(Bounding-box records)
--------------------
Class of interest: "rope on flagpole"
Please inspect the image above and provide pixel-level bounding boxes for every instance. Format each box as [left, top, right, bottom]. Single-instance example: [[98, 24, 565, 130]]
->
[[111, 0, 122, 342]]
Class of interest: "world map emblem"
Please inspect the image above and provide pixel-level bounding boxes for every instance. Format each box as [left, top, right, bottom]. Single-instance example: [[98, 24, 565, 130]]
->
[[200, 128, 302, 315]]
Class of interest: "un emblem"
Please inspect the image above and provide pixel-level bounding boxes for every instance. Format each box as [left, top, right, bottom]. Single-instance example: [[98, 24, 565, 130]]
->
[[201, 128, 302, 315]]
--------------------
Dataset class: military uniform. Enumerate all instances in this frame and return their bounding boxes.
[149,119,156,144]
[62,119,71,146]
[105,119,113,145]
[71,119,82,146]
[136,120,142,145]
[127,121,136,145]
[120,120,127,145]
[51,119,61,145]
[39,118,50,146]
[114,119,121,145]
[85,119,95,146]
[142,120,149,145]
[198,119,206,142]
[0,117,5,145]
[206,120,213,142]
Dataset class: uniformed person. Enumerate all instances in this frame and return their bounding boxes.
--------------------
In the records above, convert each line from the one containing "Dataset class: military" through the one containing "Dataset class: uniformed", both included, into a JSON list of strings with one string per line and no blank lines.

[
  "Dataset class: military uniform. Enumerate all instances in this frame and return their bounding boxes.",
  "[149,119,156,144]",
  "[62,119,71,146]",
  "[105,119,113,145]",
  "[71,119,82,146]",
  "[136,120,142,145]",
  "[127,121,136,145]",
  "[120,120,127,145]",
  "[51,119,61,145]",
  "[39,118,50,146]",
  "[114,119,121,145]",
  "[85,119,95,146]",
  "[142,120,149,145]",
  "[198,119,206,142]",
  "[0,117,5,145]",
  "[206,120,213,142]",
  "Dataset class: uniformed person. Enumerate all instances in this frame and return their bounding boxes."
]